------ Data for this exercise ------

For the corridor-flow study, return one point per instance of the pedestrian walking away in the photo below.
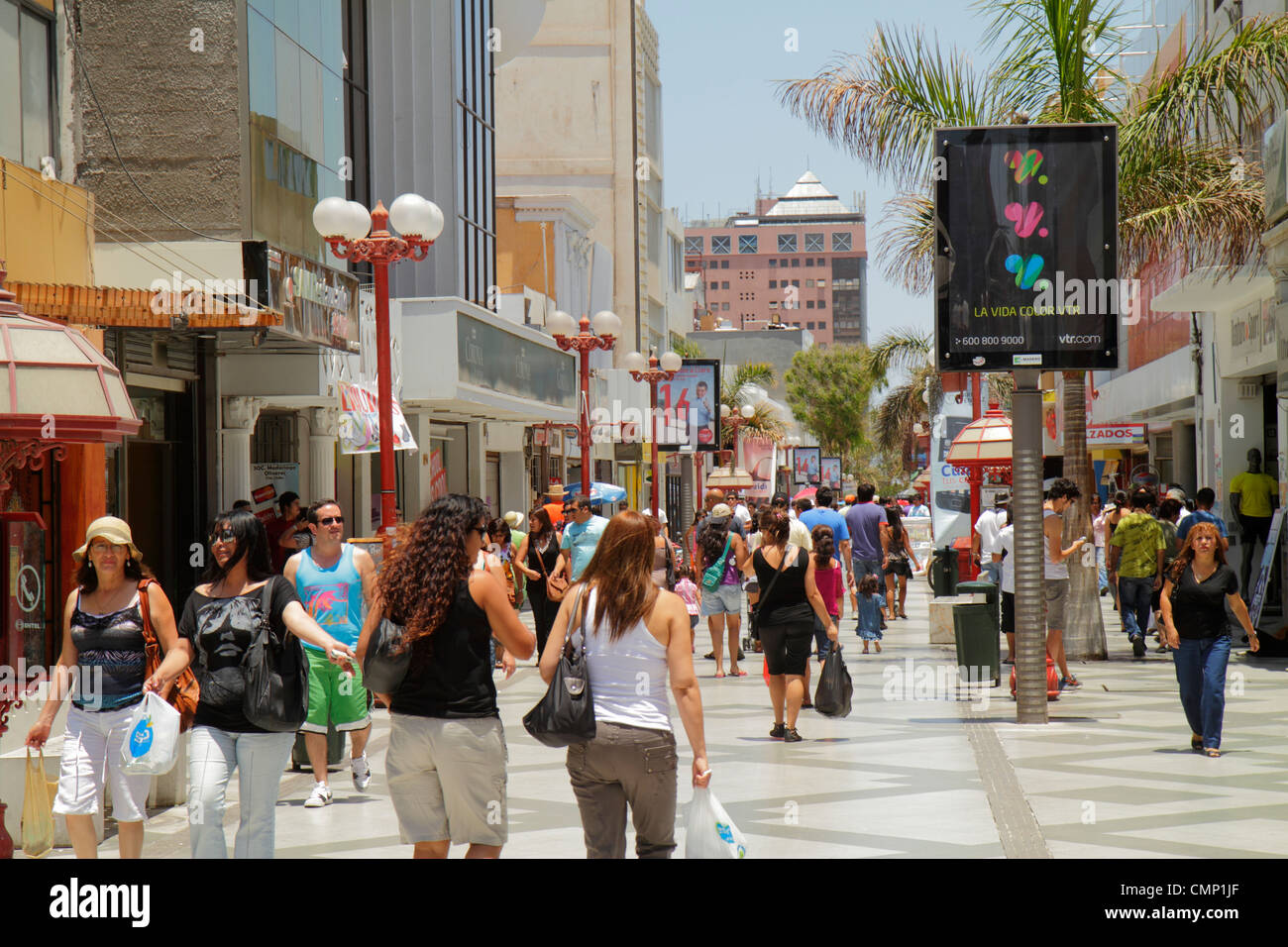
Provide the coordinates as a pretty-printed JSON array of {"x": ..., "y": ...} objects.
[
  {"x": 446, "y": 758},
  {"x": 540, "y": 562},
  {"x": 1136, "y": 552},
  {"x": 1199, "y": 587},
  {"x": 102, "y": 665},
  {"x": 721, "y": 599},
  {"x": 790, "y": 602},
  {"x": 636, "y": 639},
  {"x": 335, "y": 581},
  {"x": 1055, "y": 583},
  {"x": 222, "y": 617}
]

------
------ Data for this exercise ------

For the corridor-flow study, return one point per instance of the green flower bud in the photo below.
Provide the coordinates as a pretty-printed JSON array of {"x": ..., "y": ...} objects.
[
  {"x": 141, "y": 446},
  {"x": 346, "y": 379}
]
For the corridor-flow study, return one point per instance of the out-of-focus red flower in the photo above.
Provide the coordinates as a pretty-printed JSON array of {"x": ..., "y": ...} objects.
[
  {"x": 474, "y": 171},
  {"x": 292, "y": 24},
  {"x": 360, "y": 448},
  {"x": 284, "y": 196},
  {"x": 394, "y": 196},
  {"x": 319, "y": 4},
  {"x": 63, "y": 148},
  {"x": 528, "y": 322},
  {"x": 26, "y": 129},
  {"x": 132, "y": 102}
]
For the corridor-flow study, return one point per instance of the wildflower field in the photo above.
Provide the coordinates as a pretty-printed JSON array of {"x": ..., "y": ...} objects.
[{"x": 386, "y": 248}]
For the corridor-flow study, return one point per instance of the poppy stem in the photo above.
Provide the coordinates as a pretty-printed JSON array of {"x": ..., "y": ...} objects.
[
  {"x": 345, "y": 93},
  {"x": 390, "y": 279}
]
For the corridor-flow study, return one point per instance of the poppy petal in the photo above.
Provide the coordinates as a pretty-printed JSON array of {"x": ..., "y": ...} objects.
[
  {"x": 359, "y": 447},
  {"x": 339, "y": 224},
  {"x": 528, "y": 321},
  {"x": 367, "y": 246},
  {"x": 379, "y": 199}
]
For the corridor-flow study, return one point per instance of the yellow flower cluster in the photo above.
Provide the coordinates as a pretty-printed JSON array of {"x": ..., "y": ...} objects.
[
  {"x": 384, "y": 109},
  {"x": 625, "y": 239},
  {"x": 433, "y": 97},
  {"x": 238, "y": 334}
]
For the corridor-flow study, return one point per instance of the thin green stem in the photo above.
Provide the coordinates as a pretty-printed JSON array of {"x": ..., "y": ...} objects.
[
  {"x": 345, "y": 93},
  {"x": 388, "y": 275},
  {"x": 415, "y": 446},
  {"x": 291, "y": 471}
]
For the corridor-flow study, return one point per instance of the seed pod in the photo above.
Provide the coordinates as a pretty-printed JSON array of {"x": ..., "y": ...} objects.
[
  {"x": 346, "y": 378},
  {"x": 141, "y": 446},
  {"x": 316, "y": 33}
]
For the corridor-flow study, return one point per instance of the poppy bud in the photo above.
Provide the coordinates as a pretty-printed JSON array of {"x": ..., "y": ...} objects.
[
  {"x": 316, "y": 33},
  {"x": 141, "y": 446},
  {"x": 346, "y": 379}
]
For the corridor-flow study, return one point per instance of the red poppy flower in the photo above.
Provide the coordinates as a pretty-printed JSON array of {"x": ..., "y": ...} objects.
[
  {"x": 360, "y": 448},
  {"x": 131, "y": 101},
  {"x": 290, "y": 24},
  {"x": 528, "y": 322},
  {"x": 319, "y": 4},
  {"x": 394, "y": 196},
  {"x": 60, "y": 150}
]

------

Work item
Which lines in the data above hold the string "stem"? Show each one.

Answer section
For the corridor-flow study, return one point per instance of the poppy stem in the photo above.
For the corridor-flow study, return one point per instance of the thin green stem in the photo above.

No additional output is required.